● **AIM OF THE TASK**:
Exclude all pictures, then copy each of the records exactly as written.
-- Start STORED DATA --
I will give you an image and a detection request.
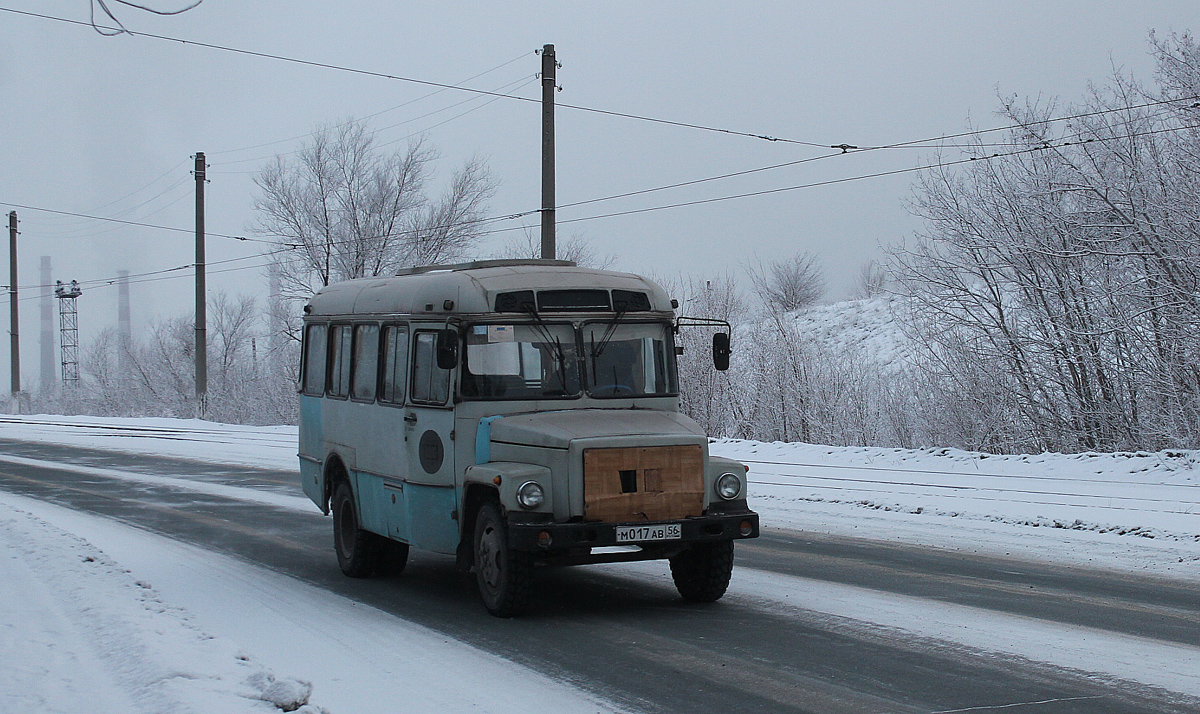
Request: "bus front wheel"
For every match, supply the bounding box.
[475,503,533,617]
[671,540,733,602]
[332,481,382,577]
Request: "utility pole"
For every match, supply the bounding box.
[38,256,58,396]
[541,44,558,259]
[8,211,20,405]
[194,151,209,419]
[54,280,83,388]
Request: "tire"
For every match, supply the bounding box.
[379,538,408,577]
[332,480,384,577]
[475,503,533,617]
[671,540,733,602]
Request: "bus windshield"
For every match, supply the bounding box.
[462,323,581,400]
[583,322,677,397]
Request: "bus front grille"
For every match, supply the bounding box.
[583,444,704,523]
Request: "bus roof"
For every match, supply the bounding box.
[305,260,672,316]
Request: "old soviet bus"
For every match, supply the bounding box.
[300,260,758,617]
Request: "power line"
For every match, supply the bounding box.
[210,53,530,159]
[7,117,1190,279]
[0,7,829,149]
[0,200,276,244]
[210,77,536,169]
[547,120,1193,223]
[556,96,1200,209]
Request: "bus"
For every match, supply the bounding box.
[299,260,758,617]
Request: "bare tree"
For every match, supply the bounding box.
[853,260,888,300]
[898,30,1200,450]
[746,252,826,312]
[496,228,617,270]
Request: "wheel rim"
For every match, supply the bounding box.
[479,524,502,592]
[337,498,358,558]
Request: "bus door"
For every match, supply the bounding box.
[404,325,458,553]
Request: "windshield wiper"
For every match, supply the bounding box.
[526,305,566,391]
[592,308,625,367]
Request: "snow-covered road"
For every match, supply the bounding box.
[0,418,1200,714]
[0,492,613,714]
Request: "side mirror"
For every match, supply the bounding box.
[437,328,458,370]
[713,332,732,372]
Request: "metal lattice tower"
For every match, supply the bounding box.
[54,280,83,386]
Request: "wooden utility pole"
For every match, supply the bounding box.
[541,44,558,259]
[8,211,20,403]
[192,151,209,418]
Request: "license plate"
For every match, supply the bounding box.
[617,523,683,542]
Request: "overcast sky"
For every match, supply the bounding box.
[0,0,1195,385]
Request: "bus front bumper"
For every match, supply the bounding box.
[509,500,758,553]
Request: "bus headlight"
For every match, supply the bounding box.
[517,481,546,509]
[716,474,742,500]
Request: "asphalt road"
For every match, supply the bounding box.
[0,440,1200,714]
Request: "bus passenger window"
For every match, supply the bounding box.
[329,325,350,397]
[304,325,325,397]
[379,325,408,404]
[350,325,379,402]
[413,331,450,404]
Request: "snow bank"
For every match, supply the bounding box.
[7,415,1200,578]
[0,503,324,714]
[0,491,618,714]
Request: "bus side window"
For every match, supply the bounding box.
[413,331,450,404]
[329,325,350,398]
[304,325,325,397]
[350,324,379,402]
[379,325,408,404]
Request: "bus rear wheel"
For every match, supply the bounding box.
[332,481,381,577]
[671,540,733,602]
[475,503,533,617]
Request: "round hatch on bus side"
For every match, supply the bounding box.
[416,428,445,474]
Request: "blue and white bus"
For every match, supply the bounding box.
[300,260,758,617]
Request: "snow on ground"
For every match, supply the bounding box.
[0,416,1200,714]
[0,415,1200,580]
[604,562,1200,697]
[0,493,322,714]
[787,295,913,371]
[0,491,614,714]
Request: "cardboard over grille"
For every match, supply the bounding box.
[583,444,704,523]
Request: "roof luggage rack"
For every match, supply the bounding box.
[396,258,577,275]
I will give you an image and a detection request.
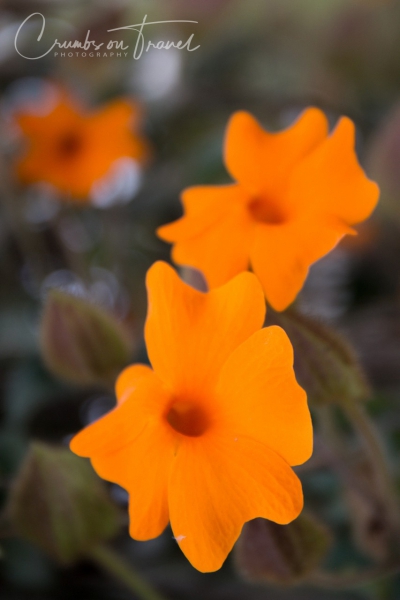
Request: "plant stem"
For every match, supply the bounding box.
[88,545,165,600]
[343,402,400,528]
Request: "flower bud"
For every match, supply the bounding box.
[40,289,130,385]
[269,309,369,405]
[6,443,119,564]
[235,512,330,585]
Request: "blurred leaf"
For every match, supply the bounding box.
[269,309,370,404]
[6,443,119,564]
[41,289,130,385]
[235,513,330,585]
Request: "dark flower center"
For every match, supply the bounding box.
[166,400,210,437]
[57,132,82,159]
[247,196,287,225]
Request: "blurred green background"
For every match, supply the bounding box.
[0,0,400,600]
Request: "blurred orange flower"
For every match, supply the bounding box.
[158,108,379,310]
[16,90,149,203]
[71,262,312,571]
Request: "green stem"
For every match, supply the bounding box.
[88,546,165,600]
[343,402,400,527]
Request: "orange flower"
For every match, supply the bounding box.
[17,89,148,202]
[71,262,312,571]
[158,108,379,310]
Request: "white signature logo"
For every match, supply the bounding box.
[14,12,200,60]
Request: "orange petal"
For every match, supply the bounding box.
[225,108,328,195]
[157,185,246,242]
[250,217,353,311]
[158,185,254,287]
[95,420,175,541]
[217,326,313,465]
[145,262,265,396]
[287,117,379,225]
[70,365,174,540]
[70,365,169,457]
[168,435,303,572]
-- End STORED DATA --
● **CORRECT ANSWER**:
I will give you an image and a detection request.
Request: "bus front wheel"
For every match, supply the bounding box.
[475,503,533,617]
[671,540,733,602]
[332,481,382,577]
Request: "utility pole"
For every match, supply the bounding box.
[38,256,58,396]
[541,44,558,259]
[8,211,20,405]
[194,151,209,419]
[54,280,83,388]
Request: "tire"
For every match, supply the bounding box.
[379,538,408,577]
[332,480,384,577]
[475,503,533,617]
[671,540,733,602]
Request: "bus windshield"
For every match, supply the bounding box.
[462,323,581,400]
[583,322,677,397]
Request: "bus front grille"
For every match, supply the bounding box.
[583,444,704,523]
Request: "bus roof"
For every match, supply the bounding box.
[305,260,672,316]
Request: "old soviet bus"
For every match, supply the bounding box.
[300,260,758,617]
Request: "power line"
For every match, supply the bounding box.
[210,53,530,159]
[7,117,1190,279]
[0,7,829,149]
[0,200,276,244]
[210,77,536,169]
[547,120,1193,223]
[556,96,1200,209]
Request: "bus"
For every match, supply the bounding box.
[299,260,758,617]
Request: "bare tree"
For every match, supply the bounding box.
[853,260,888,300]
[898,30,1200,450]
[746,252,826,312]
[496,228,617,270]
Request: "wheel rim"
For every match, supply the bounding box.
[479,524,502,592]
[337,498,358,558]
Request: "bus door"
For every match, supply the bounding box.
[404,325,458,553]
Request: "windshield wiper"
For every match, supply the bounding box.
[526,305,566,391]
[592,308,625,367]
Request: "snow-covered road"
For every match, supply the bounding box.
[0,418,1200,714]
[0,492,613,714]
Request: "side mirror"
For every match, supply the bounding box.
[437,328,458,370]
[713,332,732,372]
Request: "metal lattice tower"
For every match, supply the bounding box.
[54,280,83,386]
Request: "wooden utility pole"
For every match, supply the bounding box.
[541,44,558,259]
[8,211,20,403]
[192,151,209,418]
Request: "license plate"
For every match, supply the bounding box.
[617,523,683,542]
Request: "overcast sky"
For every match, supply the bounding box.
[0,0,1195,385]
Request: "bus front bumper"
For every match, supply the bounding box.
[509,500,758,553]
Request: "bus headlight"
For every match, supply the bounding box.
[517,481,546,509]
[716,474,742,500]
Request: "asphalt road"
For every match, supply the bounding box.
[0,440,1200,714]
Request: "bus passenger window"
For every match, supply the bounding box.
[329,325,350,397]
[304,325,325,397]
[379,325,408,404]
[350,325,379,402]
[413,331,450,404]
Request: "snow bank"
For every match, supply the bounding box.
[7,415,1200,578]
[0,503,324,714]
[0,491,618,714]
Request: "bus side window"
For every match, supply the bounding box.
[413,331,450,404]
[329,325,350,398]
[304,325,325,397]
[350,324,379,402]
[379,325,408,404]
Request: "bus rear wheel"
For every match, supply the bounding box.
[332,481,381,577]
[671,540,733,602]
[475,503,533,617]
Request: "round hatch on bus side"
For every match, supply the bounding box.
[416,428,445,474]
Request: "blue and white bus"
For every match, supply the bounding box.
[300,260,758,617]
Request: "snow on ground"
For every match, supply the bounding box.
[0,416,1200,714]
[0,415,1200,580]
[604,562,1200,697]
[0,493,322,714]
[787,295,913,371]
[0,491,614,714]
Request: "cardboard over grille"
For every match, supply the bounding box.
[583,444,704,523]
Request: "roof luggage rack"
For every match, supply the bounding box.
[396,258,577,275]
I will give you an image and a detection request.
Request: "plant stem"
For every match, supply the bounding box.
[88,545,165,600]
[343,402,400,528]
Request: "flower bud"
For every match, supply the bounding box.
[40,289,130,385]
[269,309,369,405]
[6,443,119,564]
[235,512,330,585]
Request: "blurred leaf"
For every match, supply the bounding box.
[269,309,370,404]
[6,443,119,564]
[41,289,130,385]
[235,513,330,585]
Request: "dark flower center"
For every match, supply the bounding box.
[166,400,210,437]
[57,132,82,159]
[247,196,287,225]
Request: "blurred green background"
For every match, supply the bounding box.
[0,0,400,600]
Request: "blurred orange flower"
For every match, supply the bounding box.
[158,108,379,310]
[16,90,149,203]
[71,262,312,571]
Request: "green stem"
For every match, supply the bounding box.
[88,546,165,600]
[343,402,400,527]
Request: "orange flower"
For every match, supply the bounding box.
[17,89,148,202]
[71,262,312,571]
[158,108,379,310]
Request: "white signature logo"
For every match, supply the bounding box.
[14,12,200,60]
Request: "orange petal"
For every match, supply the bounding box.
[225,108,328,195]
[157,185,246,242]
[250,217,353,311]
[158,185,254,287]
[95,420,175,541]
[217,326,313,465]
[145,262,265,396]
[287,117,379,225]
[70,365,174,540]
[70,365,169,457]
[168,435,303,572]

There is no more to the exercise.